Short task: Count the lines of the material below that contain the string "jeans", treating uppercase and lowercase as different, and give only the number.

Records supplied:
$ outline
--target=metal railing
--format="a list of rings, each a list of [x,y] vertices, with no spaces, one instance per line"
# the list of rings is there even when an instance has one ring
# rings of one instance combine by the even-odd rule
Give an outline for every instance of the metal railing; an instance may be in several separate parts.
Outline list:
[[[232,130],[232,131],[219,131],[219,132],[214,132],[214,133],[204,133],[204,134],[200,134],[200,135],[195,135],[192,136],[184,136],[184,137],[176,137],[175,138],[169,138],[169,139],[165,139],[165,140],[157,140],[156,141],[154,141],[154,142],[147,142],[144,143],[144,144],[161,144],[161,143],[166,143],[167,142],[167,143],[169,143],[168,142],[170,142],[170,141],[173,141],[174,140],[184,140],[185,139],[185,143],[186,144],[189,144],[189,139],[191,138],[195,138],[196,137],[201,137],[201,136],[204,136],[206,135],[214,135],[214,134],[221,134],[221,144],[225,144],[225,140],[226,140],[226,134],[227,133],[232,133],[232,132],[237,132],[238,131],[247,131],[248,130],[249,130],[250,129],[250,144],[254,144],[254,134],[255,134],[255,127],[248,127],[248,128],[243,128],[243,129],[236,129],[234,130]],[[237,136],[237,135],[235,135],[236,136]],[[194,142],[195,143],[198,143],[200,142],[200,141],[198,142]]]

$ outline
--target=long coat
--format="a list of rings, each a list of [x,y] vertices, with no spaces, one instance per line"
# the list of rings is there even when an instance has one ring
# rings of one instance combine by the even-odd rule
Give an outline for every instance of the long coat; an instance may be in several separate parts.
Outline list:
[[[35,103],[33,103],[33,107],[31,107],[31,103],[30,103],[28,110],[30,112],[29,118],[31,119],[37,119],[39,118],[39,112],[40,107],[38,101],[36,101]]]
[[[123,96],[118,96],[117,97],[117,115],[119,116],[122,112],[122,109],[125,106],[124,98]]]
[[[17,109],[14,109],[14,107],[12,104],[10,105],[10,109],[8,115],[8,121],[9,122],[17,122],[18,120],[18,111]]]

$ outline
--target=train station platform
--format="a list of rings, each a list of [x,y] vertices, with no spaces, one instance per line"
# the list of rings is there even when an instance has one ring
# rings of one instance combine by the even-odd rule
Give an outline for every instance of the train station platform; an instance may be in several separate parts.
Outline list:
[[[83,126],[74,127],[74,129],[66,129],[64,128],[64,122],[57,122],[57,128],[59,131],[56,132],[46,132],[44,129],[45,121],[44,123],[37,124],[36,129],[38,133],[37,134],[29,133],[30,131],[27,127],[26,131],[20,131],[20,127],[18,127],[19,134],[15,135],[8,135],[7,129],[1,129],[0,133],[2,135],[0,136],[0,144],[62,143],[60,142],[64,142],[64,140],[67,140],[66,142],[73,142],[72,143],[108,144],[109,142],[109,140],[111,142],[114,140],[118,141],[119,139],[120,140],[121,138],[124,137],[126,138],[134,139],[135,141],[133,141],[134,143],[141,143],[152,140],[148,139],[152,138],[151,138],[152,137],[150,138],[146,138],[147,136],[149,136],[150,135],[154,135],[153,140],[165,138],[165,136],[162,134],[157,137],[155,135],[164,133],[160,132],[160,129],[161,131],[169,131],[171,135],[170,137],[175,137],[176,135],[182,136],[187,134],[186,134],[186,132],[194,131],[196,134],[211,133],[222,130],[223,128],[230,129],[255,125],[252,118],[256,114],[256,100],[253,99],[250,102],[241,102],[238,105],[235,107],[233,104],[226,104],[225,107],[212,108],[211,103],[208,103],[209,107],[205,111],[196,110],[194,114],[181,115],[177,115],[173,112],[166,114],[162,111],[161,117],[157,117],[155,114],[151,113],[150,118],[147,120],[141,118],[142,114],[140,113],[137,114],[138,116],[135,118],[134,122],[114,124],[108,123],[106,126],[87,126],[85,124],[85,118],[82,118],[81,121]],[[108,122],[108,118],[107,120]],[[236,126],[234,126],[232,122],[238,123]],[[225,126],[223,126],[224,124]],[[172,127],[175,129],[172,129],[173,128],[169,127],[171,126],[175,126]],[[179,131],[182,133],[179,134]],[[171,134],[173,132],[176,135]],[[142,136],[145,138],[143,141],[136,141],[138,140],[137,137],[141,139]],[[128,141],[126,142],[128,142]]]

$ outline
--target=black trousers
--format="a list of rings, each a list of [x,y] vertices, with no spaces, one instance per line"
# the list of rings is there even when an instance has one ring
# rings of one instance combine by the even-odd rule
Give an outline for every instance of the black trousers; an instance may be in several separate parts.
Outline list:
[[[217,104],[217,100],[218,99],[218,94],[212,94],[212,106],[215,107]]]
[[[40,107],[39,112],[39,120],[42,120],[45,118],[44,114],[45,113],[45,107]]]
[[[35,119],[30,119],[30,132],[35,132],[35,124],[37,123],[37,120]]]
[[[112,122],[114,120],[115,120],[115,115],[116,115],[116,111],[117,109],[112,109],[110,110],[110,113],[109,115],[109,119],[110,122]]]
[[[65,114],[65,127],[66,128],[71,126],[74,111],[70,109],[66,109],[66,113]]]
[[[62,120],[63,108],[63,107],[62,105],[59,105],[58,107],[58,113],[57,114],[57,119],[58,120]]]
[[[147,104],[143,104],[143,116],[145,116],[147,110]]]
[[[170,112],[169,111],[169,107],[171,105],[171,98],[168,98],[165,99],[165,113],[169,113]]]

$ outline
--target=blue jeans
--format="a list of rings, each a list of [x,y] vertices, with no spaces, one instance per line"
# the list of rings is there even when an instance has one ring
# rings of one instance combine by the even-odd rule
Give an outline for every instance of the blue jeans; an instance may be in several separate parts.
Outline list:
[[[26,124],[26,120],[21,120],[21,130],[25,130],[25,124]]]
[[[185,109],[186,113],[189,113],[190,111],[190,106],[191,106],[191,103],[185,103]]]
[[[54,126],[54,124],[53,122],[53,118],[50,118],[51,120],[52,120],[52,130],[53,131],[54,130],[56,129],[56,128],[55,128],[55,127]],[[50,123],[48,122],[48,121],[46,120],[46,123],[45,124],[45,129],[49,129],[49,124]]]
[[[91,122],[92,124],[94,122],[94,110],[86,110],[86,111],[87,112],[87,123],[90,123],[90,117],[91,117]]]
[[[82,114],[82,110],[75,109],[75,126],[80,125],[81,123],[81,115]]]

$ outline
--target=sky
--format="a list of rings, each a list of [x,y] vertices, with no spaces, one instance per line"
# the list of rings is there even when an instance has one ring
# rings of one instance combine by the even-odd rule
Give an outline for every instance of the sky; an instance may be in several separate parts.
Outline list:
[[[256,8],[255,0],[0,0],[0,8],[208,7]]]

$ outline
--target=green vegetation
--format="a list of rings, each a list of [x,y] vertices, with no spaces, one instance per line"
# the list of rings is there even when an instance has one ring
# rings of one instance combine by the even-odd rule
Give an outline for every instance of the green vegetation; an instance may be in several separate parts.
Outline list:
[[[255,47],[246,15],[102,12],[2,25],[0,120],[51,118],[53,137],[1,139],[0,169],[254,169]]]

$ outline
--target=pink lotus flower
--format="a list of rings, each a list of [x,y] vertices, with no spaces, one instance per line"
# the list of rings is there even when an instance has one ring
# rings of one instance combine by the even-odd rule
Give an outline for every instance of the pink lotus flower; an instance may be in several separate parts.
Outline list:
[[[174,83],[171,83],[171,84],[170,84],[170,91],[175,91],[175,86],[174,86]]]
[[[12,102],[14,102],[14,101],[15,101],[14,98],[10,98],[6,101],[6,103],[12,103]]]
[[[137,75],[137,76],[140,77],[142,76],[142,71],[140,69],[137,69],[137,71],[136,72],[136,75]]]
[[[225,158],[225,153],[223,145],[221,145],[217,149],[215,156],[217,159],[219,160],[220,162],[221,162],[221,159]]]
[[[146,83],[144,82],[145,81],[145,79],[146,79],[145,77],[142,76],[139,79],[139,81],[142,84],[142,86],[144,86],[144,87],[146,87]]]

Task response: 2